■ Aim of the exercise ■
Print the range of lines that opens with the line containing "white stucco wall." and closes with the last line of the listing. Include both ends; print nothing more.

Location annotation dataset excerpts
========
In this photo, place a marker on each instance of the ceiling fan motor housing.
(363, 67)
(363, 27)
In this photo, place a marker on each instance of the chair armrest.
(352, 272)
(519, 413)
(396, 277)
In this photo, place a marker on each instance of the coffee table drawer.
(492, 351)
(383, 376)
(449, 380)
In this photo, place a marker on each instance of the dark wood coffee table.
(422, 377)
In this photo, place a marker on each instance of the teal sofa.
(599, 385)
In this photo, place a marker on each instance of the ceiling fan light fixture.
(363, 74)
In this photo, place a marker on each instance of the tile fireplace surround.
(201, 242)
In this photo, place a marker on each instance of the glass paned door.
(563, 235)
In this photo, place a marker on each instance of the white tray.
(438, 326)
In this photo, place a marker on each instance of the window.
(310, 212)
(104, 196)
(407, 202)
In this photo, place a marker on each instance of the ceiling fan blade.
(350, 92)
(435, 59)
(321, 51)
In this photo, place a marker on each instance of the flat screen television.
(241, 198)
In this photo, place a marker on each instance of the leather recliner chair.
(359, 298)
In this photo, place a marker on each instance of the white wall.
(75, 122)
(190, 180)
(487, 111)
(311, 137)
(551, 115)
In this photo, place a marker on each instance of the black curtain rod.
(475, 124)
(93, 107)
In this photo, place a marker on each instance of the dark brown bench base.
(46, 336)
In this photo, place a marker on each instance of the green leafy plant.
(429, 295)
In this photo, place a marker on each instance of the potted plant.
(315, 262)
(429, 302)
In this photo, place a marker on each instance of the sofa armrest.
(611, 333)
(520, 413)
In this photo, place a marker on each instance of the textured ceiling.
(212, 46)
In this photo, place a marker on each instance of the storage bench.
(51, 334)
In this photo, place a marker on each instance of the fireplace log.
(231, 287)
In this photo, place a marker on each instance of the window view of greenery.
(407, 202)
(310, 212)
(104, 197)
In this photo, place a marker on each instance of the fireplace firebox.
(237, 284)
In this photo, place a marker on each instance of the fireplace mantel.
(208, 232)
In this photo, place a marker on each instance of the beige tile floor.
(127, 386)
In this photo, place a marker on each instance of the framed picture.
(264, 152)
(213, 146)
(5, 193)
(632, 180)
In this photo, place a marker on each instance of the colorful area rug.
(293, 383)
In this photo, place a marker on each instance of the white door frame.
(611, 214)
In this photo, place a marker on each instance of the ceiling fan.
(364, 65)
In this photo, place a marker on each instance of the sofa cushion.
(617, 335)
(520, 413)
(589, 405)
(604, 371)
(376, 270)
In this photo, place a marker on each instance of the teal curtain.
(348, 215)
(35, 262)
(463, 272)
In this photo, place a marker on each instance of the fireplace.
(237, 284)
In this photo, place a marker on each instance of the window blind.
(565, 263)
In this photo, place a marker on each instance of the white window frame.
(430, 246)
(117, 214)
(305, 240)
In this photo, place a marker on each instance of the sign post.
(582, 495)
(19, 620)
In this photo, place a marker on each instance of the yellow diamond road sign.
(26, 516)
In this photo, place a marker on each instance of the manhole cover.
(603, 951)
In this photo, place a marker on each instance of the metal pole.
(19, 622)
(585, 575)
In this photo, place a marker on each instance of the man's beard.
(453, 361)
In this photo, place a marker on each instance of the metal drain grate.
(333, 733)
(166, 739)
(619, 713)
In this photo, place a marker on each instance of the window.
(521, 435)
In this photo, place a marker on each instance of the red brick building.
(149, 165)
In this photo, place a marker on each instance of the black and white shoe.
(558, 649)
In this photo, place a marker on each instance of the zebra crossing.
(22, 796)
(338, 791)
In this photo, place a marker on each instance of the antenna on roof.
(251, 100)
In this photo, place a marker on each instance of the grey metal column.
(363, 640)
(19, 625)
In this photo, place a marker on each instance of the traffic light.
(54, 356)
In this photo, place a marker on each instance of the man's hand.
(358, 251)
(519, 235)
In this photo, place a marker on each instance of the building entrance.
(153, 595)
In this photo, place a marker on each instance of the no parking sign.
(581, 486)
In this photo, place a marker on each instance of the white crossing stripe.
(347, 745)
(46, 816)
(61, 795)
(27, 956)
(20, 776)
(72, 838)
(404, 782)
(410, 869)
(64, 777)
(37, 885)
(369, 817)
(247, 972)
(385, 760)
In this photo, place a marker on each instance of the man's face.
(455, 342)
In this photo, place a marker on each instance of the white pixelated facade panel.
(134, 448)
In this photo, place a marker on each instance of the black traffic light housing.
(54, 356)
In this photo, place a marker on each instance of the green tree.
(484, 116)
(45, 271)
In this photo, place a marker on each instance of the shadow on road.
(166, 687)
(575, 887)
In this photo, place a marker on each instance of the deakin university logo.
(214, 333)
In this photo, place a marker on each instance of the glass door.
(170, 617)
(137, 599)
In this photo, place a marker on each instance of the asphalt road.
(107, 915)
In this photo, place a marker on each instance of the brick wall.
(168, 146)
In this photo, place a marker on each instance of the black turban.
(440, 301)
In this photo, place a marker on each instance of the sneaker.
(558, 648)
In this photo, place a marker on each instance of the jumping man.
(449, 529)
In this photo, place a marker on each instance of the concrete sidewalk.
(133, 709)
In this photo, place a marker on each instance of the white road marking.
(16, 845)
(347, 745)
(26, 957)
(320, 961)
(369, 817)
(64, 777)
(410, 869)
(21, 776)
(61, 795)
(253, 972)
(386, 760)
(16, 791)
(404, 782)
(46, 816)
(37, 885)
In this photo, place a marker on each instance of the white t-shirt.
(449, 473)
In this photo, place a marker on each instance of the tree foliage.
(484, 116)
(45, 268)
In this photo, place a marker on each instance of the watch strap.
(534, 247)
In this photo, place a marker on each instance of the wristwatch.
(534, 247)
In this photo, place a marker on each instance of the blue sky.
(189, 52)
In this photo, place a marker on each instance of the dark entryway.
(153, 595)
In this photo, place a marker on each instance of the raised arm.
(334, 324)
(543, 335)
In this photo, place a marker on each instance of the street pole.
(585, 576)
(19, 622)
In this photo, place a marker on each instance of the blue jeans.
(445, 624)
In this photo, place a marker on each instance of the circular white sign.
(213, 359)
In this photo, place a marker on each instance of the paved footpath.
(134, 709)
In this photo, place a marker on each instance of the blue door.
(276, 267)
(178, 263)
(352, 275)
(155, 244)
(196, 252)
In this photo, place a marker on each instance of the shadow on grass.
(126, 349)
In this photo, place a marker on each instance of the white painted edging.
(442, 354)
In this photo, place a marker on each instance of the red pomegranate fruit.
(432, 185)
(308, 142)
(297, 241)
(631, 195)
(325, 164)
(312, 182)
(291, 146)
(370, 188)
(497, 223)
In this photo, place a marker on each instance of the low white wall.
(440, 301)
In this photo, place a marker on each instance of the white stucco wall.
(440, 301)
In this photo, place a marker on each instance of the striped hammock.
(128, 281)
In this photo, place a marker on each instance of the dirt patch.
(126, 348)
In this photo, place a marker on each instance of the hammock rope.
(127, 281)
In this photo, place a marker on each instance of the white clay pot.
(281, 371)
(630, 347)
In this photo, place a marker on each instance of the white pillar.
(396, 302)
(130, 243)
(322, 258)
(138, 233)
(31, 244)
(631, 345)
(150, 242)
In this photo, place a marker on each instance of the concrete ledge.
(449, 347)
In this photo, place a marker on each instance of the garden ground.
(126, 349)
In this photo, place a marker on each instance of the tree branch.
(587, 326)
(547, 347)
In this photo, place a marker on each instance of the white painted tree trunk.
========
■ Exercise solution ■
In this photo, place a marker on each instance of the white stucco wall.
(440, 301)
In this photo, place a marker on each instance of the striped hammock.
(128, 281)
In this photo, place a marker on each instance of the dirt patch.
(126, 348)
In this photo, place a marker on each instance of the hammock rope.
(127, 281)
In this photo, place a marker on each instance of the white clay pot.
(281, 371)
(630, 347)
In this photo, place a marker on each instance of the white pillar.
(396, 302)
(130, 243)
(322, 258)
(138, 233)
(31, 244)
(631, 345)
(150, 242)
In this photo, place a marker on each instance of the concrete ledge.
(449, 347)
In this photo, place a marker on each instance of the garden ground.
(126, 349)
In this photo, place a marker on each instance of the tree branch.
(587, 326)
(547, 347)
In this photo, place a marker on each instance of the white painted tree trunk.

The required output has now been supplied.